_Requirement A_:
Gather every line of the entries below that contains the string "canal", and copy each one.

_Quoted passage_:
════════════════════

The TST at 4-mile was regularly cheaper than other supermarkets in Moresby when it came to SP, so it was often that I would buy a box of beer here from time to time. The ladies behind the counter would giggle at my Tok Pisin attempts and even would let me in behind the counter to go and inspect the wine racks at my leisure. I was often dragged through to the front of the line if I ever made the mistake of making my purchase on Payday. I always felt really bad about queue jumping and I often thought it was because of my skin colour that I was served first, but there was more to it I noticed. I discovered that a PNGean with K100 to spend on alcohol takes a long long long long time to choose; do I buy 1 box of green cans and 1 bottle of trade winds whiskey and 3 bottles of live lava (the PNG made wine!!!) or do I buy 1 carton of export, 1 bottle of dark rum and some orchy??? Ai ai ai, at least the tall white guy knows what he wants, and he has correct money.

════════════════════

_Data for this exercise_:
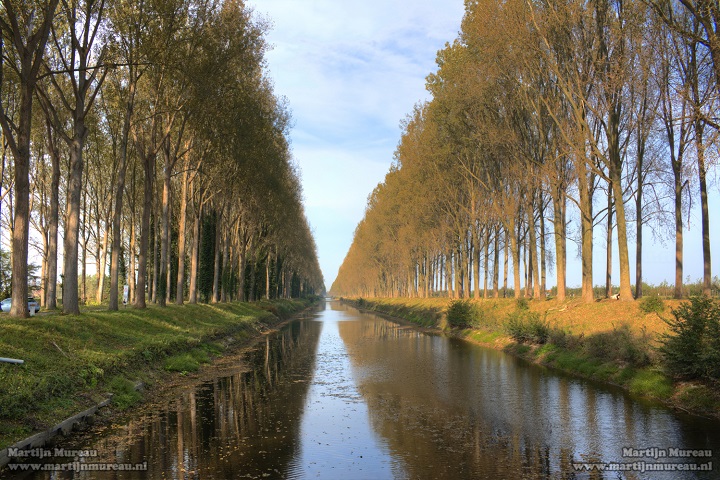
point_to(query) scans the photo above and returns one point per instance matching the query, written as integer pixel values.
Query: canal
(340, 394)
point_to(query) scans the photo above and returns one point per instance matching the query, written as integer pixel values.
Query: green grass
(71, 361)
(612, 342)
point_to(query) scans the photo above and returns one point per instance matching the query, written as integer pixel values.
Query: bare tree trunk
(486, 261)
(119, 195)
(586, 225)
(506, 261)
(53, 220)
(72, 223)
(182, 221)
(532, 246)
(149, 166)
(223, 278)
(216, 269)
(608, 246)
(164, 226)
(449, 276)
(267, 276)
(131, 261)
(704, 209)
(475, 236)
(543, 254)
(560, 236)
(515, 251)
(496, 263)
(678, 183)
(102, 267)
(194, 259)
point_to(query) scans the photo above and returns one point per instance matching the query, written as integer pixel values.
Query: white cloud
(351, 72)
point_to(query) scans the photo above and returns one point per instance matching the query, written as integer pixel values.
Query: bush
(618, 345)
(652, 304)
(461, 314)
(692, 349)
(527, 327)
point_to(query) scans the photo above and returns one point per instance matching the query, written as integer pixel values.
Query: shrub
(692, 348)
(652, 304)
(527, 327)
(618, 345)
(124, 393)
(461, 314)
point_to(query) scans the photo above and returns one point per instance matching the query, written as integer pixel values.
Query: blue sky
(351, 72)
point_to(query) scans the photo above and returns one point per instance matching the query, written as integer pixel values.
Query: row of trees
(549, 121)
(153, 126)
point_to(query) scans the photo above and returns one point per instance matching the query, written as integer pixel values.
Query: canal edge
(67, 427)
(510, 347)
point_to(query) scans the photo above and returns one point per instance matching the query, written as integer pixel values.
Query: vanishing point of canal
(340, 394)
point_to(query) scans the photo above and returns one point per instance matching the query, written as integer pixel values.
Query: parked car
(32, 305)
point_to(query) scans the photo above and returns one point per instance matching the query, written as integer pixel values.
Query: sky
(351, 71)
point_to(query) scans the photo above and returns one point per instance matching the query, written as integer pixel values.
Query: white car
(32, 305)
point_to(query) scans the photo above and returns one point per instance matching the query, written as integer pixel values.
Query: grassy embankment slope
(73, 361)
(608, 341)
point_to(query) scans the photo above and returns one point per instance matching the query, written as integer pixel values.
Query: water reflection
(454, 410)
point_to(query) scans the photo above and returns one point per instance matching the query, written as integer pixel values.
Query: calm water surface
(345, 395)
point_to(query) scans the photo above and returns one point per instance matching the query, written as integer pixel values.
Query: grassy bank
(608, 341)
(74, 361)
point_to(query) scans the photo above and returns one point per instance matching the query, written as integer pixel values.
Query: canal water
(345, 395)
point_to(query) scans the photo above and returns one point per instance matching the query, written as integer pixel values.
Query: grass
(73, 361)
(608, 341)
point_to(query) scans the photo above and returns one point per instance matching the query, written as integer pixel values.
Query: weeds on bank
(71, 359)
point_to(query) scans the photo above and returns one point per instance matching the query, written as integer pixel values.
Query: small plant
(124, 393)
(182, 363)
(522, 304)
(528, 327)
(692, 349)
(618, 345)
(461, 314)
(652, 304)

════════════════════

_Requirement B_:
Supply what follows the last sentence of the account above about buying alcohol at a Port Moresby supermarket, continuing it from that point.

_Response A_:
Query: canal
Query: canal edge
Query: vanishing point of canal
Query: canal water

_Response B_:
However the fridge at the TST was a let down, remember SP needs to be cold, I shouldn't have to put my purchase in the Freezer when I finally got home? So it was often that I would pay the extra Kina and make my purchase at Andersons, Koki (now known as SVS, Koki I think?). Boy was their fridge working well and the beers were still super cold upon my return home. That's all I ask.
So I get there, and Betty has 4 brown bottles in her Kitchen. "Betty Betty Betty, wanim dispela? You gat sompela mo SP or nogut?" Betty says "Sori tru Brata, mi gat 4pela tasol ah!"
So the next day, I walk up and check out Lake Pindaunde (I think I blogged this somewhere) and I drink Betty's 4 beers. The day after I walk down to Gembogl and chat to a few locals; they point me in the direction of John, a man who sells SP. So I buy some SP from John, load up my backpack and walk back up to Betty's Lodge. There, I enjoy my well earned SP thinking "ain't too many people in PNG at the moment higher than me drinking SP"
I then walked to Madang.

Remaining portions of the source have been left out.